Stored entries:
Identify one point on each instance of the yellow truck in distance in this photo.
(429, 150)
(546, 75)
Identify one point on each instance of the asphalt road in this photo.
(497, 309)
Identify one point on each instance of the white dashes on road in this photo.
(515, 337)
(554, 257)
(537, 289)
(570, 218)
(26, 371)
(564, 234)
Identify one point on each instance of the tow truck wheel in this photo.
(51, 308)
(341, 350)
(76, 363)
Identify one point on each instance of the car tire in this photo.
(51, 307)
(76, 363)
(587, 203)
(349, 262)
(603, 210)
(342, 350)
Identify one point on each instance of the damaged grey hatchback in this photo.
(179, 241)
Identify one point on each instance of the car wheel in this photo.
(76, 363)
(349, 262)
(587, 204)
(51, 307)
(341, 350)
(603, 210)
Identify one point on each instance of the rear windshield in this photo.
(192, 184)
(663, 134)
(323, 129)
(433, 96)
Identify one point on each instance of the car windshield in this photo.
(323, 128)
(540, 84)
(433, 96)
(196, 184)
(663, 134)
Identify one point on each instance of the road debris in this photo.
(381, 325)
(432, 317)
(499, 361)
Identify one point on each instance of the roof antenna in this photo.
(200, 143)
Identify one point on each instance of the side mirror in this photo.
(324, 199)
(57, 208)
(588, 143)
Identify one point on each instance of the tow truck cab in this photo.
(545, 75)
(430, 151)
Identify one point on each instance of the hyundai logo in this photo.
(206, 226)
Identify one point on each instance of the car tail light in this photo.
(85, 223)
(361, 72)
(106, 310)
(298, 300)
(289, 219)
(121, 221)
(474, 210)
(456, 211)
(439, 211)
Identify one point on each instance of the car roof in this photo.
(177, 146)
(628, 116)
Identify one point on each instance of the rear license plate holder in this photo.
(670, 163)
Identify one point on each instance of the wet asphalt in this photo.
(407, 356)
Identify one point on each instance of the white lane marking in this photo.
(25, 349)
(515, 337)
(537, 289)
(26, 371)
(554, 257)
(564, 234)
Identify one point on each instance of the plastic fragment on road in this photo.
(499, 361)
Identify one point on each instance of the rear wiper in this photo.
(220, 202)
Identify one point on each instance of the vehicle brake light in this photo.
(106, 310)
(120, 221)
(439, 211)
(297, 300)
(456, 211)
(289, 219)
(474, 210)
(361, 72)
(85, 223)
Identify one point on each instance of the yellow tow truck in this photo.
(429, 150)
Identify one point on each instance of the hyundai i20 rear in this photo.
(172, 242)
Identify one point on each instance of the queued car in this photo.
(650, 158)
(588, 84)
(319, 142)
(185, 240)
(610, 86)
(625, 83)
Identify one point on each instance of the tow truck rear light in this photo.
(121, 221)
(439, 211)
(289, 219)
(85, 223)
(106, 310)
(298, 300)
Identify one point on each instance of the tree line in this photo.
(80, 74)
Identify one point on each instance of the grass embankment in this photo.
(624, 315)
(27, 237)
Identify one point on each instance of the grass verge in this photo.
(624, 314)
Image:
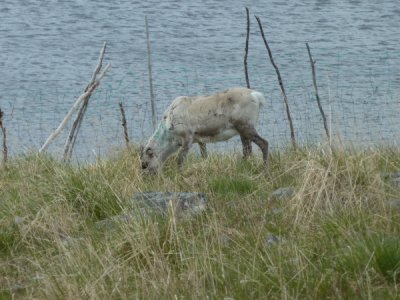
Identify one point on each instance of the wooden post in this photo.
(124, 124)
(246, 72)
(153, 106)
(94, 83)
(292, 135)
(312, 62)
(70, 142)
(4, 131)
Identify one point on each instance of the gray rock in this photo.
(150, 203)
(282, 193)
(181, 202)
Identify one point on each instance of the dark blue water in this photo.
(48, 50)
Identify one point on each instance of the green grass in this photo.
(337, 236)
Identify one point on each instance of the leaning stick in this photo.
(70, 142)
(280, 83)
(312, 62)
(88, 91)
(153, 106)
(246, 72)
(124, 124)
(3, 129)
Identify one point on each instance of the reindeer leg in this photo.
(187, 143)
(246, 146)
(249, 132)
(203, 150)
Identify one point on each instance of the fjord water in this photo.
(48, 50)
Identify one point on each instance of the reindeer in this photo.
(206, 119)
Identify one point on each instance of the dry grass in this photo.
(337, 237)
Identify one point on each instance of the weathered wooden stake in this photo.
(124, 124)
(94, 83)
(292, 135)
(3, 129)
(246, 72)
(70, 142)
(153, 106)
(312, 62)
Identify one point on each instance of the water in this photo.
(48, 50)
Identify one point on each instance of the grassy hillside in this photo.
(336, 237)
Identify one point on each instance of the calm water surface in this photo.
(48, 50)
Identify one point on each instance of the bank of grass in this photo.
(336, 238)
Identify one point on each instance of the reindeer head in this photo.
(160, 146)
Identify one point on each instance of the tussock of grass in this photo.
(336, 237)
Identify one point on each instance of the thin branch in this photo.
(153, 107)
(82, 99)
(3, 129)
(124, 124)
(65, 120)
(292, 135)
(312, 62)
(76, 126)
(246, 72)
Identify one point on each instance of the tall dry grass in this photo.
(336, 237)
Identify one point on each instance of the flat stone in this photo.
(282, 193)
(181, 202)
(150, 203)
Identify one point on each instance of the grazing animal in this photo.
(206, 119)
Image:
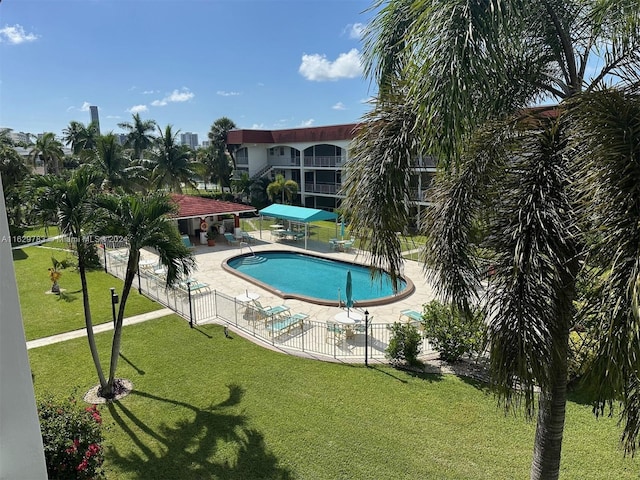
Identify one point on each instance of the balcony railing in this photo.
(328, 161)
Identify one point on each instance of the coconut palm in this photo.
(110, 161)
(453, 77)
(49, 150)
(140, 136)
(218, 137)
(144, 222)
(283, 188)
(74, 211)
(172, 163)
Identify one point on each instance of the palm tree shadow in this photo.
(191, 448)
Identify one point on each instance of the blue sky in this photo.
(265, 64)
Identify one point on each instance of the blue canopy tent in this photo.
(297, 214)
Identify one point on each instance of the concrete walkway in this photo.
(103, 327)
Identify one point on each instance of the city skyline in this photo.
(265, 65)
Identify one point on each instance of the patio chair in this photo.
(286, 324)
(231, 240)
(335, 332)
(248, 238)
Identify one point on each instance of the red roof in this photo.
(293, 135)
(190, 206)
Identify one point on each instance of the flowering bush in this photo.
(72, 438)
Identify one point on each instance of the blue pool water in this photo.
(293, 275)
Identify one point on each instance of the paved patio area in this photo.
(209, 270)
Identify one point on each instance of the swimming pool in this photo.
(314, 279)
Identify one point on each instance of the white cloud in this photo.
(317, 68)
(16, 35)
(138, 109)
(223, 93)
(176, 96)
(355, 30)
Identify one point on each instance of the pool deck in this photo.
(209, 269)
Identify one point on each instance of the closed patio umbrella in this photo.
(349, 292)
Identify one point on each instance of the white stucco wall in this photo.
(21, 450)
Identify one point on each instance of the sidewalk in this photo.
(103, 327)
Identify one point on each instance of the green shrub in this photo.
(451, 333)
(405, 344)
(72, 438)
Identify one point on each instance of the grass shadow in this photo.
(19, 254)
(199, 446)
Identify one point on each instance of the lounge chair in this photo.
(412, 317)
(231, 240)
(335, 332)
(268, 313)
(286, 324)
(187, 242)
(248, 238)
(194, 286)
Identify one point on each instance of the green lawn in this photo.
(209, 407)
(44, 314)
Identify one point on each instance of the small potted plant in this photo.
(211, 237)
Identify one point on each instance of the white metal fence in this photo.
(306, 335)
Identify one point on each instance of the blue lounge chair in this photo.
(231, 240)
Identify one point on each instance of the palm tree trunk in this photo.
(132, 267)
(551, 415)
(89, 325)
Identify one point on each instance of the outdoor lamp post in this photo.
(114, 301)
(366, 337)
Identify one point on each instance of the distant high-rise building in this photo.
(190, 139)
(94, 116)
(122, 138)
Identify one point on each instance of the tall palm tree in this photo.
(80, 137)
(449, 74)
(218, 136)
(49, 150)
(283, 188)
(140, 136)
(111, 163)
(172, 163)
(75, 214)
(144, 222)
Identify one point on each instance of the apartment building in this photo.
(314, 157)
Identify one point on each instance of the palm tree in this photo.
(218, 136)
(49, 150)
(109, 160)
(74, 210)
(172, 165)
(139, 137)
(282, 187)
(144, 223)
(453, 77)
(81, 137)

Written task: Copy out all of the data word for word. Do not carry over any picture.

Task result:
Identify one point on each instance of the yellow truck in distance in this photo.
(429, 150)
(546, 75)
Identify one point on each instance of the asphalt road in this photo.
(497, 309)
Identify one point on each instance of the white dashes on road in this photo.
(515, 337)
(554, 257)
(537, 289)
(570, 218)
(26, 371)
(564, 234)
Identify one point on each instance of the tow truck wheel in this photo.
(51, 308)
(341, 350)
(76, 363)
Identify one point on each instance of the car tire in this photo.
(51, 307)
(76, 363)
(587, 203)
(349, 262)
(603, 210)
(342, 350)
Identify one point on each instance of the damaged grey hatchback in this photo.
(179, 241)
Identify one point on each instance of the car wheel in this photo.
(76, 363)
(349, 262)
(587, 204)
(51, 307)
(341, 350)
(603, 210)
Identify one point on each instance of the rear windshield in this photo.
(192, 184)
(663, 134)
(323, 129)
(433, 96)
Identify one point on each instance of the car windshield in this photo.
(323, 128)
(540, 84)
(433, 96)
(196, 184)
(663, 134)
Identify one point on each instance of the road debris in this photo.
(381, 325)
(432, 317)
(499, 361)
Identify one point on each instance of the roof antenna in this photo.
(200, 143)
Identify one point on each instance of the side mirror in this photo.
(324, 199)
(57, 208)
(588, 143)
Identify one point on each instance of the tow truck cab in this photo.
(545, 75)
(430, 151)
Identify one point on each instance of the hyundai logo in this photo.
(206, 226)
Identify one point on each instance of the car tail light in this photo.
(85, 223)
(361, 72)
(106, 310)
(298, 300)
(289, 219)
(121, 221)
(474, 210)
(456, 211)
(439, 211)
Identify one point on each instance of the car roof in this photo.
(177, 146)
(628, 116)
Identify one point on each instance of the rear license plate holder in this photo.
(670, 163)
Identify one point on each instance of the wet asphalt in this photo.
(407, 356)
Identify one point on each instance of the white lane marking in this photo.
(25, 349)
(515, 337)
(537, 289)
(26, 371)
(554, 257)
(564, 234)
Identify one point on each instance of the plastic fragment on road in this photo.
(499, 361)
Identify one point on each instance of the rear wiper in this photo.
(220, 202)
Identify one point on each instance of the vehicle brake light in this photo.
(106, 310)
(120, 221)
(439, 211)
(297, 300)
(456, 211)
(289, 219)
(474, 210)
(361, 72)
(85, 223)
Identify one point on each instance of the yellow tow truck in this photo.
(429, 150)
Identify one point on each instance of the hyundai i20 rear in this photo.
(172, 242)
Identify one point on each instance of the queued car in this photo.
(650, 158)
(588, 84)
(319, 142)
(185, 240)
(610, 86)
(625, 83)
Identify one point on each instance of the tow truck rear light in this photo.
(121, 221)
(439, 211)
(289, 219)
(85, 223)
(106, 310)
(298, 300)
Identify one point on each instance of the tree line in this photo.
(80, 74)
Identify one point on each instance of the grass embankment in this photo.
(624, 315)
(27, 237)
Identify one point on each instance of the grass verge in this photo.
(624, 314)
Image:
Identify one point on each instance of the wooden post in this photo.
(124, 124)
(246, 72)
(153, 106)
(94, 83)
(292, 135)
(312, 62)
(70, 142)
(4, 131)
Identify one point on each instance of the gray rock in this photo.
(150, 203)
(282, 193)
(181, 202)
Identify one point on each instance of the dark blue water in this photo.
(48, 50)
Identify one point on each instance of the green grass in this photo.
(337, 236)
Identify one point on each instance of the leaning stick in this photo.
(70, 142)
(280, 83)
(312, 62)
(88, 91)
(153, 106)
(246, 72)
(124, 124)
(3, 129)
Identify one point on each instance of the reindeer leg in this photo.
(187, 143)
(246, 146)
(249, 132)
(203, 150)
Identify one point on each instance of the fjord water in this photo.
(48, 50)
Identify one point on each instance of the reindeer in this photo.
(206, 119)
Identify one point on each instance of the dry grass in this photo.
(337, 237)
Identify one point on each instance of the weathered wooden stake in this photo.
(124, 124)
(94, 83)
(292, 135)
(3, 129)
(246, 72)
(70, 142)
(153, 106)
(312, 62)
Identify one point on each instance of the water in this photo.
(48, 50)
Identify one point on each instance of the grassy hillside in this photo.
(336, 237)
Identify one point on each instance of the calm water surface in this photo.
(48, 50)
Identify one point on each instance of the bank of grass in this photo.
(336, 238)
Identify one point on each instance of the reindeer head in this photo.
(160, 146)
Identify one point on each instance of the tussock of grass in this photo.
(336, 237)
Identify one point on each instance of the thin branch in this photo.
(153, 107)
(82, 99)
(3, 129)
(124, 124)
(65, 120)
(292, 135)
(312, 62)
(76, 126)
(246, 72)
Identify one point on each instance of the tall dry grass in this photo.
(336, 237)
Identify one point on each instance of the flat stone in this photo.
(282, 193)
(181, 202)
(150, 203)
Identify one point on each instance of the grazing animal in this photo.
(206, 119)
Image:
Identify one point on each instance of the balcony railing in this photo.
(328, 161)
Identify one point on each instance of the coconut palm in this photo.
(110, 161)
(453, 77)
(49, 150)
(140, 136)
(218, 137)
(144, 222)
(283, 188)
(74, 211)
(172, 163)
Identify one point on each instance of the palm tree shadow in this photo.
(191, 448)
Identify one point on each instance of the blue sky in this photo.
(265, 64)
Identify one point on each instance of the blue canopy tent in this photo.
(297, 214)
Identify one point on each instance of the concrete walkway in this photo.
(103, 327)
Identify one point on each instance of the city skyline in this photo.
(265, 65)
Identify one point on each instance of the patio chair in this photo.
(286, 324)
(231, 240)
(335, 332)
(248, 238)
Identify one point on each instance of the red roof in this photo.
(293, 135)
(190, 206)
Identify one point on each instance of the flowering bush in this photo.
(72, 438)
Identify one point on each instance of the blue pool water in this photo.
(293, 275)
Identify one point on each instance of the paved patio area in this photo.
(209, 270)
Identify one point on each instance of the swimming pool in this photo.
(314, 279)
Identify one point on each instance of the white cloud in this photo.
(317, 68)
(16, 35)
(138, 109)
(223, 93)
(176, 96)
(355, 30)
Identify one point on each instance of the pool deck in this photo.
(209, 269)
Identify one point on each instance of the closed patio umbrella in this photo.
(349, 292)
Identify one point on each instance of the white stucco wall in this photo.
(21, 450)
Identify one point on each instance of the sidewalk in this photo.
(103, 327)
Identify one point on each instance of the green shrub in this photo.
(451, 333)
(405, 344)
(72, 438)
Identify one point on each instance of the grass shadow in this photo.
(19, 254)
(199, 446)
Identify one point on each instance of the lounge chair in this photo.
(412, 317)
(231, 240)
(335, 332)
(268, 313)
(286, 324)
(187, 242)
(248, 238)
(194, 286)
Identify one point on each instance of the green lawn in this photo.
(209, 407)
(44, 314)
Identify one point on each instance of the small potted plant in this photo.
(211, 237)
Identify one point on each instance of the white metal fence in this photo.
(306, 335)
Identify one point on each instance of the blue lounge chair in this photo.
(231, 240)
Identify one point on each instance of the palm tree trunk in this photo.
(132, 267)
(551, 415)
(89, 325)
Identify one point on each instance of the outdoor lamp post in this photo.
(114, 301)
(366, 337)
Identify one point on each instance of the distant high-rise building in this photo.
(190, 139)
(94, 116)
(122, 138)
Identify one point on each instance of the tall palm tree in this photo.
(80, 137)
(449, 74)
(218, 136)
(49, 150)
(283, 188)
(140, 136)
(111, 163)
(172, 163)
(75, 214)
(144, 222)
Identify one point on each instance of the apartment building in this photo.
(314, 157)
Identify one point on each instance of the palm tree in this photo.
(218, 136)
(49, 150)
(109, 160)
(74, 210)
(172, 165)
(139, 137)
(282, 187)
(144, 223)
(453, 77)
(81, 137)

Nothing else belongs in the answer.